- _Page text_:

══════════════════════════════

Underlying interactions in cell engineering

Image source: Cell Signaling Technology

By Francesca Ceroni

In “Emergent properties at the DNA level” I shared how the prediction of the behaviour of DNA heterologous systems (i.e. artificial DNA fragments that are non-native for the cell) from their individual components is still a challenge in cell engineering. Here, I would like to move from the DNA level to the cellular level. 

As I set out before,  DNA carries the instructions (genes) that cells need to produce proteins, molecules used by the cells for growth, movement and interaction with other cells. For proteins to be produced, genes need to be read by the cell, exactly as a computer does with program instructions. Since many therapeutics and drugs are proteins, cell engineers take advantage of the cell’s natural ability to produce proteins from DNA in order to produce large quantities of proteins of interest by providing cells with the starting DNA material.

From a superficial perspective, cells could be seen as simple factories that can be exploited for production without thinking too much about how the DNA that we provide and the cells themselves interact. However, a plethora of experimental research now tells us that they are actually interlinked and that the cellular context creates dependencies impacting both the behaviour of the DNA systems and of the cells, giving rise to deviations from what is expected. 

Researchers have observed, for example, that resource competition impacts cells and, in turn, the DNA. When foreign DNA is present in cells, it takes up intracellular resources, the building blocks of protein production. This leads to a decrease of the resources available for cellular functions, leading to decreased cell growth and production. This “burden effect1”, feeds back onto the construct, as it is a source of variability. For example, in 2009 Tan and colleagues2, observed that DNA-induced growth decrease in bacteria led to a gene expression pattern completely unexpected and different from predictions. The competition for cellular resources can give rise also to another context dependency, that can be associated to the so called retroactivity effect. Researchers have highlighted that when DNA systems are composed of more than one module, the different modules are subject to crosstalk leading to interference (we could call this “interaction”) among their gene expression patterns even when the systems are supposedly non-related.

══════════════════════════════

- _Data section_:
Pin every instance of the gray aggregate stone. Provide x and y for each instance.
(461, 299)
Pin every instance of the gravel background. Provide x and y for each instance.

══════════════════════════════

- _Directions for this task_:
Answer these about the text on cell engineering:
(a) What does the text call the building blocks of protein production that foreign DNA takes up inside cells?
(b) What did Tan and colleagues observe in 2009?
(c) Why do cell engineers provide cells with starting DNA material?

- _Reply to the task_:
(a) Intracellular resources.
(b) A DNA-induced growth decrease in bacteria led to a gene expression pattern that was completely unexpected and different from predictions.
(c) To produce large quantities of proteins of interest, since many therapeutics and drugs are proteins.